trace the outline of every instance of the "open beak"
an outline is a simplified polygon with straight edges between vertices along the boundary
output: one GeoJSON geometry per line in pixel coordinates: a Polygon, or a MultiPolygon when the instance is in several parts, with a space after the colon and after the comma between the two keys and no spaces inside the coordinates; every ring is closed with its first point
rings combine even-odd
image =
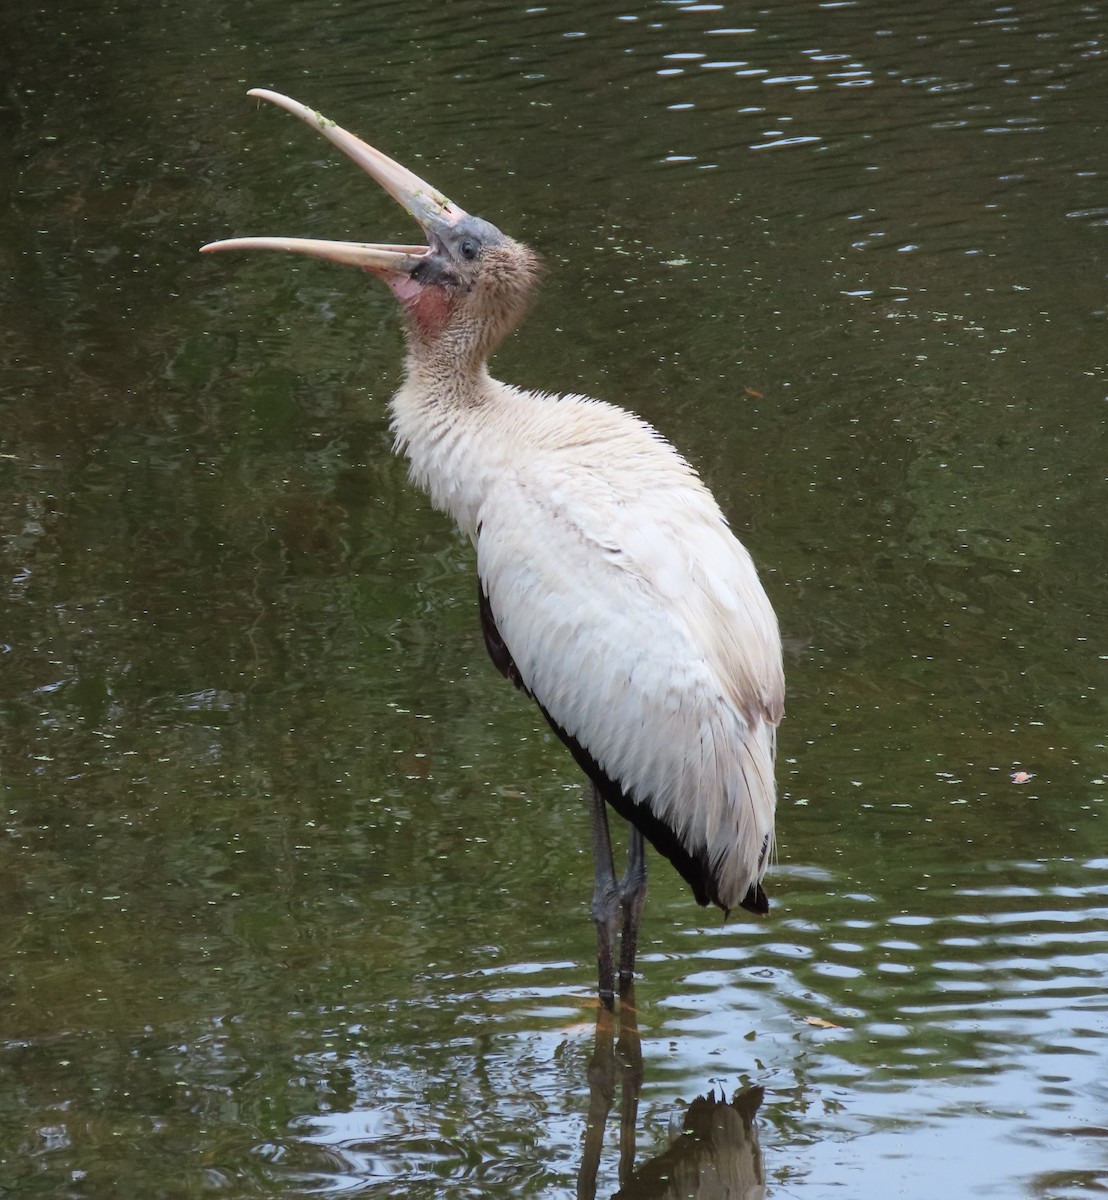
====
# TASK DIRECTIONS
Repeat each record as given. No picture belongs in the copy.

# YOUR SOLUTION
trace the outline of every instance of the "open beak"
an outline is a simplified polygon with straight edges between vertices along the boundary
output: one GeoJSON geometry per line in pixel coordinates: a Polygon, or a MultiPolygon when the instance is in several parts, with a space after the colon and after the comma between the two keys and no spaces inside the coordinates; every ring is closed with its first point
rings combine even-odd
image =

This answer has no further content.